### Task
Can you reproduce all of the records below word for word, with nothing changed?

· · · · · · ·

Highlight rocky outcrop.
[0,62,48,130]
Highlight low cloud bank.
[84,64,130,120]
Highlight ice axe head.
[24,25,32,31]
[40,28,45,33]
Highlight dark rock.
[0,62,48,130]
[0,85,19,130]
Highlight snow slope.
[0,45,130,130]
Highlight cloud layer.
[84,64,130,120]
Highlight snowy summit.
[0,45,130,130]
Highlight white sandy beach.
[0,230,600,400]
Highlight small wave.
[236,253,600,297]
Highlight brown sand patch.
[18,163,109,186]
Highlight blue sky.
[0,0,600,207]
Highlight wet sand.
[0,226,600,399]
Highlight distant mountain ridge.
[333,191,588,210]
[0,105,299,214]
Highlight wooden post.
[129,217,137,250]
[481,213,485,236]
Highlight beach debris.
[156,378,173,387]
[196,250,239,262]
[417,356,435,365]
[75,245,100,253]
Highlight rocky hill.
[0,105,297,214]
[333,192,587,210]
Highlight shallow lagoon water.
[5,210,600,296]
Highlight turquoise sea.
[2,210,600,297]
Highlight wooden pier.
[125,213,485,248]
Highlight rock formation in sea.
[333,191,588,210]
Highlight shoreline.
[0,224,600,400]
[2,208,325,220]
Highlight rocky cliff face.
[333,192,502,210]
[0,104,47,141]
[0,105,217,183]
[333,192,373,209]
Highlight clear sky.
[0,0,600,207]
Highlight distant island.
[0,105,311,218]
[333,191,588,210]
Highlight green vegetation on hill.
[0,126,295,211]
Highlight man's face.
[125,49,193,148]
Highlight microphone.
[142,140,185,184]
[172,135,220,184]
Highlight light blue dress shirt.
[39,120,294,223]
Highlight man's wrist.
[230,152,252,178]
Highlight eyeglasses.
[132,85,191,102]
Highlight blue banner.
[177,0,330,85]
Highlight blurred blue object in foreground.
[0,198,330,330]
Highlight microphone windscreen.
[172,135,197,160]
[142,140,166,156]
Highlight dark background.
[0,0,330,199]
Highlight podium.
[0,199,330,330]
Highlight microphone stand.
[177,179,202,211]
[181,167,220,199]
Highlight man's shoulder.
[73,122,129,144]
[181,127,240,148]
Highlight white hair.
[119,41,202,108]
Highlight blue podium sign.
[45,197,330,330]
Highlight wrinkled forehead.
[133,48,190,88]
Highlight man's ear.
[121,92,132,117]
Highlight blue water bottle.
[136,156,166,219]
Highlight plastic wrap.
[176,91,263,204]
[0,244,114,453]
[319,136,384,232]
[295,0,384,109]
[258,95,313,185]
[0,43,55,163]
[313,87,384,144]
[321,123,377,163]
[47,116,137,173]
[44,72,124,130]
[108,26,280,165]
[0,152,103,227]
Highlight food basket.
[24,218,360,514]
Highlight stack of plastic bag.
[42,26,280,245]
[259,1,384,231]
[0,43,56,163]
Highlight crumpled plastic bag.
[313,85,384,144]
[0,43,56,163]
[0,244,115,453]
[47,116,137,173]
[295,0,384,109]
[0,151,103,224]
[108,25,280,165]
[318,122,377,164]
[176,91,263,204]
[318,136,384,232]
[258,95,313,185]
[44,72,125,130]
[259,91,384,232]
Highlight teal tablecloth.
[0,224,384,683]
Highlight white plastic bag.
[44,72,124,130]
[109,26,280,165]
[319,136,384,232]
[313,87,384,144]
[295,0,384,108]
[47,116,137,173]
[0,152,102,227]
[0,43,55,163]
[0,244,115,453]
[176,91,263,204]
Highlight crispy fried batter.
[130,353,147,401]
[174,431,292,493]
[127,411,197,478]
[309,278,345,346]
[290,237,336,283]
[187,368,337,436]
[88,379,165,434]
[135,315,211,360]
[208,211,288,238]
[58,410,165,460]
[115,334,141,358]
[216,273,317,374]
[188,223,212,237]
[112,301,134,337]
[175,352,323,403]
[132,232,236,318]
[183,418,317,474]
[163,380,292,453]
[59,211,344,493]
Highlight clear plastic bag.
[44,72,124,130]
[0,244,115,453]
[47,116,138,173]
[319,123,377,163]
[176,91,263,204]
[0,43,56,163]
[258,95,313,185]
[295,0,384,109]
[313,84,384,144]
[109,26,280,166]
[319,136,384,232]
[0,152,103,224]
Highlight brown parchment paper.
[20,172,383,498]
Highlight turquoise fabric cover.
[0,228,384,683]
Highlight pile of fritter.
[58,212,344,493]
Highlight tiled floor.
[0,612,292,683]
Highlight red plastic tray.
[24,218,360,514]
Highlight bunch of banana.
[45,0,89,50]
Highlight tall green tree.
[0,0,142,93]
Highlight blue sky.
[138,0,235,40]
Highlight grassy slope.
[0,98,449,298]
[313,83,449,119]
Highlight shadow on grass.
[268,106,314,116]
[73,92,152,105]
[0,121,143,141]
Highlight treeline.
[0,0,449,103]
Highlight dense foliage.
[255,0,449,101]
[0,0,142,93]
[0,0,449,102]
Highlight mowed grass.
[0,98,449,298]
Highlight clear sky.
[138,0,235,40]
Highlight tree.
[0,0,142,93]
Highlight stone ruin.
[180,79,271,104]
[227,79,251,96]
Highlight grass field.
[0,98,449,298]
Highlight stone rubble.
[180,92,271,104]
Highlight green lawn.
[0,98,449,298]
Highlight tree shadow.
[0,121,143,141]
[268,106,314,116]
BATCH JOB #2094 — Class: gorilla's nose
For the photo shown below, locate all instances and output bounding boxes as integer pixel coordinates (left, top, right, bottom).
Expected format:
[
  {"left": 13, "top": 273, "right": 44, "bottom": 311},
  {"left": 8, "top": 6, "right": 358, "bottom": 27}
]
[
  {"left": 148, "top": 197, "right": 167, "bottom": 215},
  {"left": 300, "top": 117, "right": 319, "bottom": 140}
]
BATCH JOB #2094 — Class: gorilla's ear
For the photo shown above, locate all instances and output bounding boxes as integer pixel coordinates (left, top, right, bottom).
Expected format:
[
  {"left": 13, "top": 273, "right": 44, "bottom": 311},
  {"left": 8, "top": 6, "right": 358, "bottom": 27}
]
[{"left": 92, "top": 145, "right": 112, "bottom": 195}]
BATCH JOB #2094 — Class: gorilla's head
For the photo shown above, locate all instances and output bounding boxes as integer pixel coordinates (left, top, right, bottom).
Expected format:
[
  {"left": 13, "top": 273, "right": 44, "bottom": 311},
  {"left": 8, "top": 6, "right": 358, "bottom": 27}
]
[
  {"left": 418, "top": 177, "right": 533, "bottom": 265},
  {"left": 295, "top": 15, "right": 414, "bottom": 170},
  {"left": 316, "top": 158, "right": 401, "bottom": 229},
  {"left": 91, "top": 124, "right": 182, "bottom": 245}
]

· · · · · · ·

### Response for this exercise
Highlight rocky outcrop.
[0,62,48,130]
Highlight low cloud bank.
[84,64,130,120]
Highlight ice axe head.
[24,25,32,31]
[40,28,45,33]
Highlight dark rock.
[0,62,48,130]
[0,85,19,130]
Highlight snow slope.
[0,45,130,130]
Highlight cloud layer.
[84,64,130,120]
Highlight snowy summit.
[0,45,130,130]
Highlight white sandy beach.
[0,230,600,400]
Highlight small wave.
[236,253,600,297]
Highlight brown sand patch.
[18,163,109,186]
Highlight blue sky.
[0,0,600,207]
Highlight wet sand.
[0,226,600,399]
Highlight distant mountain ridge.
[333,191,588,210]
[0,105,299,214]
Highlight wooden post.
[129,217,137,250]
[481,213,485,236]
Highlight beach debris.
[156,378,173,387]
[196,250,239,262]
[417,356,435,365]
[75,245,100,253]
Highlight rocky hill.
[0,105,297,214]
[333,192,587,210]
Highlight shallow lagoon water.
[5,210,600,296]
Highlight turquoise sea.
[2,210,600,297]
Highlight wooden pier.
[125,213,485,248]
Highlight rock formation in sea.
[333,191,588,210]
Highlight shoreline.
[0,224,600,400]
[2,208,325,220]
Highlight rocky cliff face.
[333,192,502,210]
[0,104,47,141]
[0,105,217,183]
[333,192,373,209]
Highlight clear sky.
[0,0,600,207]
Highlight distant island.
[0,105,311,218]
[333,191,588,210]
Highlight green vegetation on hill.
[0,126,295,211]
Highlight man's face.
[125,49,193,148]
Highlight microphone.
[142,140,185,184]
[172,135,220,184]
Highlight light blue dress shirt.
[39,120,294,223]
Highlight man's wrist.
[230,152,252,178]
Highlight eyeglasses.
[132,85,191,102]
Highlight blue banner.
[177,0,330,85]
Highlight blurred blue object in foreground.
[0,198,330,330]
Highlight microphone windscreen.
[172,135,197,160]
[142,140,166,156]
Highlight dark background.
[0,0,330,199]
Highlight podium.
[0,199,330,330]
Highlight microphone stand.
[177,179,202,211]
[181,167,220,199]
Highlight man's shoulder.
[73,122,129,144]
[181,127,240,148]
Highlight white hair.
[119,41,202,108]
Highlight blue podium sign.
[45,197,330,330]
Highlight wrinkled forehead.
[133,48,190,88]
Highlight man's ear.
[121,92,132,117]
Highlight blue water bottle.
[136,156,166,219]
Highlight plastic wrap.
[176,91,263,204]
[0,244,114,453]
[319,136,384,232]
[295,0,384,109]
[258,95,313,185]
[0,43,55,163]
[313,87,384,144]
[321,123,377,163]
[47,116,137,173]
[44,72,124,130]
[108,26,280,165]
[0,152,103,227]
Highlight food basket.
[24,218,360,514]
Highlight stack of plastic bag.
[42,26,280,245]
[259,1,384,231]
[0,43,56,163]
Highlight crumpled plastic bag.
[313,85,384,144]
[0,43,56,163]
[0,244,115,453]
[47,116,137,173]
[295,0,384,109]
[0,151,103,224]
[108,25,280,165]
[318,122,377,164]
[176,91,263,204]
[318,136,384,232]
[258,95,313,185]
[44,72,125,130]
[259,91,384,232]
Highlight teal tablecloth.
[0,224,384,683]
Highlight white plastic bag.
[44,72,124,130]
[109,26,280,165]
[319,136,384,232]
[313,87,384,144]
[295,0,384,108]
[47,116,137,173]
[0,152,102,227]
[0,43,55,163]
[0,244,115,453]
[176,91,263,204]
Highlight crispy fried batter.
[130,353,147,401]
[174,431,292,493]
[127,411,197,478]
[309,278,345,346]
[290,237,336,283]
[187,368,337,436]
[88,379,165,434]
[135,315,211,360]
[208,211,288,238]
[58,410,165,460]
[115,334,141,358]
[216,273,317,374]
[188,223,212,237]
[112,301,134,337]
[175,352,323,403]
[132,232,236,318]
[183,418,317,474]
[163,380,292,453]
[59,211,344,493]
Highlight clear plastic bag.
[44,72,124,130]
[0,244,115,453]
[47,116,138,173]
[319,123,377,163]
[176,91,263,204]
[0,43,56,163]
[258,95,313,185]
[295,0,384,109]
[313,84,384,144]
[109,26,280,166]
[319,136,384,232]
[0,152,103,224]
Highlight brown parchment paper.
[20,172,383,498]
Highlight turquoise fabric cover.
[0,228,384,683]
Highlight pile of fritter.
[58,212,344,493]
Highlight tiled floor.
[0,612,292,683]
Highlight red plastic tray.
[24,218,360,514]
Highlight bunch of banana.
[45,0,89,50]
Highlight tall green tree.
[0,0,142,93]
Highlight blue sky.
[138,0,235,40]
Highlight grassy slope.
[0,98,449,298]
[313,83,449,119]
Highlight shadow on grass.
[268,106,314,116]
[73,92,152,105]
[0,121,143,141]
Highlight treeline.
[0,0,449,103]
Highlight dense foliage.
[255,0,449,101]
[0,0,142,93]
[0,0,449,102]
Highlight mowed grass.
[0,98,449,298]
Highlight clear sky.
[138,0,235,40]
Highlight tree.
[0,0,142,93]
Highlight stone ruin.
[180,79,271,104]
[227,79,251,96]
Highlight grass field.
[0,98,449,298]
Highlight stone rubble.
[180,92,271,104]
Highlight green lawn.
[0,98,449,298]
Highlight tree shadow.
[0,121,143,141]
[268,106,314,116]
BATCH JOB #2094 — Class: gorilla's nose
For the photo shown below, locate all instances and output bounding boxes as integer pixel coordinates (left, top, right, bottom).
Expected format:
[
  {"left": 13, "top": 273, "right": 44, "bottom": 311},
  {"left": 8, "top": 6, "right": 358, "bottom": 27}
]
[
  {"left": 148, "top": 197, "right": 167, "bottom": 215},
  {"left": 300, "top": 117, "right": 319, "bottom": 140}
]
BATCH JOB #2094 — Class: gorilla's ear
For the photo shown above, locate all instances and output bounding boxes as integer pixel coordinates (left, top, right, bottom).
Expected format:
[
  {"left": 13, "top": 273, "right": 44, "bottom": 311},
  {"left": 8, "top": 6, "right": 358, "bottom": 27}
]
[{"left": 92, "top": 145, "right": 112, "bottom": 195}]
BATCH JOB #2094 — Class: gorilla's head
For the photo shown above, locate all instances and output bounding boxes as integer pixel coordinates (left, top, right, bottom).
Expected format:
[
  {"left": 13, "top": 273, "right": 44, "bottom": 311},
  {"left": 8, "top": 6, "right": 358, "bottom": 27}
]
[
  {"left": 418, "top": 177, "right": 533, "bottom": 265},
  {"left": 295, "top": 15, "right": 414, "bottom": 170},
  {"left": 316, "top": 158, "right": 401, "bottom": 229},
  {"left": 91, "top": 124, "right": 182, "bottom": 245}
]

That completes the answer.